● **Action item**
Can you transcribe the data exactly? Leave the pictures out.

● **Record excerpts**
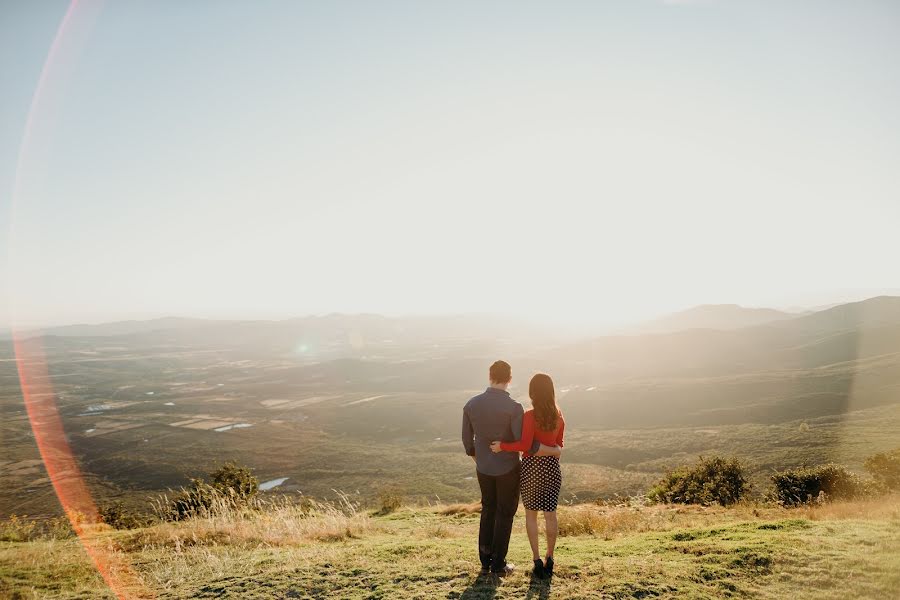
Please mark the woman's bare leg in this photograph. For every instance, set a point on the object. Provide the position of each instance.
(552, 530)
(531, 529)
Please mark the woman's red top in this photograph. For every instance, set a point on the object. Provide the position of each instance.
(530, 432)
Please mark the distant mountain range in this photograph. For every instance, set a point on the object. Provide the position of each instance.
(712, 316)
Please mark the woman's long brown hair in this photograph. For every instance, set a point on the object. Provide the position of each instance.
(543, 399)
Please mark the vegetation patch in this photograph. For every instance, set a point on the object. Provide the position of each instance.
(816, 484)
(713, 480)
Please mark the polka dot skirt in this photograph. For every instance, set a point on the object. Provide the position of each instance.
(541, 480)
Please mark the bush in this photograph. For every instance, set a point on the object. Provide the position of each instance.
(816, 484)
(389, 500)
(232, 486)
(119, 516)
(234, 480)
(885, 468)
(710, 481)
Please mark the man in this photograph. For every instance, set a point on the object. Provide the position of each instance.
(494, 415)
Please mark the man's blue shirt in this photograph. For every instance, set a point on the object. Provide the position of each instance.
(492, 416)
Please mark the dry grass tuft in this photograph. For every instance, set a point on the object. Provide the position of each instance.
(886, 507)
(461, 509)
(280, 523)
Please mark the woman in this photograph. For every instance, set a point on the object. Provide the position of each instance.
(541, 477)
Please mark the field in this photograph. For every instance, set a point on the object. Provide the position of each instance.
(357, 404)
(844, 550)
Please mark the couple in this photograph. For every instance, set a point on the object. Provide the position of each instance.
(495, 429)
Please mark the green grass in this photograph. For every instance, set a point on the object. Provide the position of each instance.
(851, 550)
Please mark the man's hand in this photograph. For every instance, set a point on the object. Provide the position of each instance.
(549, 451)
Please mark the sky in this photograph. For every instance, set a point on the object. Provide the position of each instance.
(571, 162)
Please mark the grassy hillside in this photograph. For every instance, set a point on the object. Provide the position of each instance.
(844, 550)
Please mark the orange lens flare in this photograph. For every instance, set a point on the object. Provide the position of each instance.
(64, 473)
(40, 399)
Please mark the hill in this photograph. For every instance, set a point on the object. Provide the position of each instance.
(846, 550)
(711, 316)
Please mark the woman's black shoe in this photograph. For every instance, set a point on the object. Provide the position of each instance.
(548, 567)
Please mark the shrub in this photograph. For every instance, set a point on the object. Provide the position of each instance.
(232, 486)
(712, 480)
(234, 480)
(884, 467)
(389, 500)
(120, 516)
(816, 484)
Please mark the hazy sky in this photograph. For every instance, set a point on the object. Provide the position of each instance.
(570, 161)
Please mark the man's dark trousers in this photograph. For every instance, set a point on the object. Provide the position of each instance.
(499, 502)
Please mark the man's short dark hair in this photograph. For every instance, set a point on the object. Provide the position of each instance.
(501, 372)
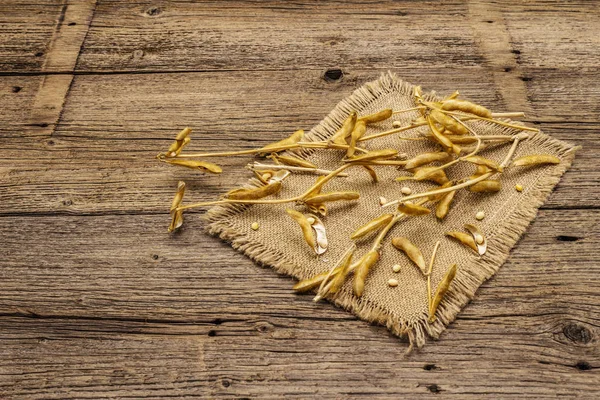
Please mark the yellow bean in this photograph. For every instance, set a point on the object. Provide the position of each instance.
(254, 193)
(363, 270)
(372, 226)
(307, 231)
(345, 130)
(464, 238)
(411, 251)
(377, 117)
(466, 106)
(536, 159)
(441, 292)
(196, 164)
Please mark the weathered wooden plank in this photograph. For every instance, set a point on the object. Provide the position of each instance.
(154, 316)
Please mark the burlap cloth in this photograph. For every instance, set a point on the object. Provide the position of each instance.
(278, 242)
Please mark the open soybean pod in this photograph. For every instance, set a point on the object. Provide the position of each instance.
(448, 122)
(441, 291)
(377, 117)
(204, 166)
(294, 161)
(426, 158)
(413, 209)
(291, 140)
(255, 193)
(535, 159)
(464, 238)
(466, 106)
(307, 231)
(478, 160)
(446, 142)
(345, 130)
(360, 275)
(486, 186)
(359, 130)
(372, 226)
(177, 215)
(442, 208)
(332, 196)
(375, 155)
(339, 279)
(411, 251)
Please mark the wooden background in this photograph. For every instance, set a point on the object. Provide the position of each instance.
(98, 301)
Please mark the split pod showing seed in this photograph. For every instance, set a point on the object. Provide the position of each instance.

● **Answer section**
Please mark the woman's bare leg in this photograph. For every instance, set a point on the object. Provide the position of each instance.
(552, 530)
(531, 529)
Please mark the woman's red top in this photograph. For every instance, set a point on the object. Provide the position of each instance.
(530, 432)
Please mark the distant mountain range in this photograph. For every instance, set a point on the object. Provide the position of each instance.
(712, 316)
Please mark the woman's long brown hair in this photograph. For every instance, set a point on the object. Provide the position of each instance.
(543, 399)
Please mark the vegetation patch in this photograph. For every instance, set a point on the object. Provide the position of each instance.
(816, 484)
(713, 480)
Please mark the polka dot skirt in this photograph. For every instance, set a point on the object. Provide the position of each instance.
(541, 480)
Please mark the bush in this photograph. For every instance, set a point on the object. Provide the position of each instance.
(816, 484)
(389, 500)
(232, 486)
(119, 516)
(234, 480)
(885, 468)
(710, 481)
Please mark the man in this photograph. For every instance, set a point on the object. Provide the position of each instance.
(494, 415)
Please mark the man's blue shirt in this photograph. For every instance, set a point on the object. Provide the position of each instance.
(492, 416)
Please mark the dry grass tuft in this photograph. For every instance, set a point on the object. Provide the position of each instance.
(886, 507)
(461, 509)
(280, 523)
Please mark the woman in this photograph. For every instance, set a point on the object. Provide the position of each instance.
(541, 477)
Please mark the field in this photograph. For every instance, set a point on the object. Provide the position of each instance.
(357, 404)
(844, 550)
Please mark the couple in this photograph. For every instance, set a point on the object. Provide the position of each instance.
(495, 429)
Please mark the green grass in this photograph. For every instance, set a point on the object. Provide the position of each instance.
(851, 550)
Please mark the man's hand in this photograph. For every instance, set a point on the object. Provide the position of each instance.
(549, 451)
Please mark the sky in this photograph. For every instance, set a point on the object. Provide the position of each instance.
(571, 162)
Please mark the grassy hillside in this photograph. For every instance, set a point on the object. Provide the position of each instance.
(844, 550)
Please mark the orange lens flare in this photograph. For every instance, set a point on the object. Provide the position of each instance.
(64, 473)
(40, 399)
Please mark the hill in this photograph. For every instance, set a point on the object. Provide the position of each instance.
(846, 550)
(711, 316)
Please mark the woman's black shoe in this photograph. For every instance, set a point on the object. Provide the position of each instance.
(548, 567)
Please mark the shrub in this photograph. For every instance, set a point on the object. Provide the position of each instance.
(232, 486)
(712, 480)
(234, 480)
(884, 467)
(389, 500)
(120, 516)
(816, 484)
Please mark the hazy sky in this photograph. For every instance, set a point on the object. Provide the position of each instance.
(570, 161)
Please mark the man's dark trousers in this photograph. For every instance, set a point on the object. Provide the position of each instance.
(499, 502)
Please mark the man's short dark hair in this photograph. For every instance, set a point on the object. Provide the position of each instance.
(501, 372)
Please mark the yellow bean in this photograph. For every instance, set a point on the object. Provide the position of each instance.
(254, 193)
(363, 270)
(372, 226)
(307, 231)
(345, 130)
(464, 238)
(411, 251)
(377, 117)
(466, 106)
(536, 159)
(441, 292)
(196, 164)
Please mark the weathered wooden plank in this photograph. For every instance, set a point on the object. Provide the position of each instance.
(154, 316)
Please mark the burlap cloth in this photograph. For every instance, set a point on the object. Provide the position of each instance.
(278, 242)
Please mark the open soybean pod in this photograph. For every instance, set a point on the object. Provide the position of each instance.
(448, 122)
(441, 291)
(377, 117)
(204, 166)
(294, 161)
(426, 158)
(413, 209)
(291, 140)
(255, 193)
(535, 159)
(464, 238)
(466, 106)
(307, 231)
(478, 160)
(446, 142)
(345, 130)
(360, 275)
(486, 186)
(359, 130)
(372, 226)
(177, 215)
(442, 208)
(332, 196)
(375, 155)
(339, 279)
(411, 251)
Please mark the wooden background in this photograph. For every instance, set a point on the object. Provide the position of each instance.
(98, 301)
Please mark the split pod showing seed in this photograph. For every instance, set a point on the object. Provide the position of each instance.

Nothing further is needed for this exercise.